### [What you are asked to do]
An exact copy of every record is needed.

A block of data
------------------------------------------------------------
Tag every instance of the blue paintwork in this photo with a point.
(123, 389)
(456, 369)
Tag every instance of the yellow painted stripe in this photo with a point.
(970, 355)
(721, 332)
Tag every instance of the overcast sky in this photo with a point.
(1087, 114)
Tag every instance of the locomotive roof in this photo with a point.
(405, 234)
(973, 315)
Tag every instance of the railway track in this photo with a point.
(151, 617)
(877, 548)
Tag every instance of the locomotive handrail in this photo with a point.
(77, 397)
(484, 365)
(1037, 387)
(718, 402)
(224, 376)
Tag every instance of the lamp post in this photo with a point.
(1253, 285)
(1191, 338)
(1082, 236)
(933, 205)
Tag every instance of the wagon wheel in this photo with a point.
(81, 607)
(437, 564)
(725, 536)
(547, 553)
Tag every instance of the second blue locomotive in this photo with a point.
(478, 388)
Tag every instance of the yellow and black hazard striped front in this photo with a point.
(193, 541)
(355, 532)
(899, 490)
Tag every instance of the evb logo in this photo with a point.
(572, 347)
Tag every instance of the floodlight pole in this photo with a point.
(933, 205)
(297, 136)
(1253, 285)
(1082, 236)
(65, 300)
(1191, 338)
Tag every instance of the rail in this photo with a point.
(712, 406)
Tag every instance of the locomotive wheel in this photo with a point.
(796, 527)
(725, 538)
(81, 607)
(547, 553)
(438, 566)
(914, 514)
------------------------------------------------------------
### [Worked solution]
Tag every instance of the blue paintwork in this photo with a point.
(123, 389)
(456, 369)
Tag every instance of the yellow painted stripe in this photo with a point.
(970, 355)
(721, 332)
Tag every instance of the overcast sky in this photo with a point.
(1087, 114)
Tag every instance of the locomotive roof in this photo with a point.
(405, 234)
(973, 315)
Tag every instance of the railway track in this photo with a point.
(151, 617)
(877, 548)
Tag every instance of the locomotive handrail in this photo with a point.
(77, 397)
(484, 365)
(1037, 387)
(718, 402)
(224, 376)
Tag every instance of the lamp post in this photo with a point.
(1253, 285)
(1191, 338)
(1082, 236)
(933, 205)
Tag every instance of the wagon wheel in this photo with a point.
(81, 607)
(437, 564)
(725, 536)
(547, 553)
Tag every instance of the second blue locomotive in this photo with a point.
(478, 388)
Tag every instance of the yellow and black hazard striped front in this photo with a point.
(193, 541)
(355, 532)
(899, 490)
Tag every instance of the evb logo in this photo with a point.
(572, 347)
Tag every instance of the floodlight pole in this photo with a point.
(933, 205)
(297, 136)
(1253, 285)
(1082, 236)
(65, 300)
(1191, 338)
Tag every instance of the rail in this photo with a point.
(712, 406)
Tag every instance of the locomotive wheel in this photo with a point.
(796, 527)
(725, 538)
(81, 607)
(547, 553)
(438, 566)
(914, 514)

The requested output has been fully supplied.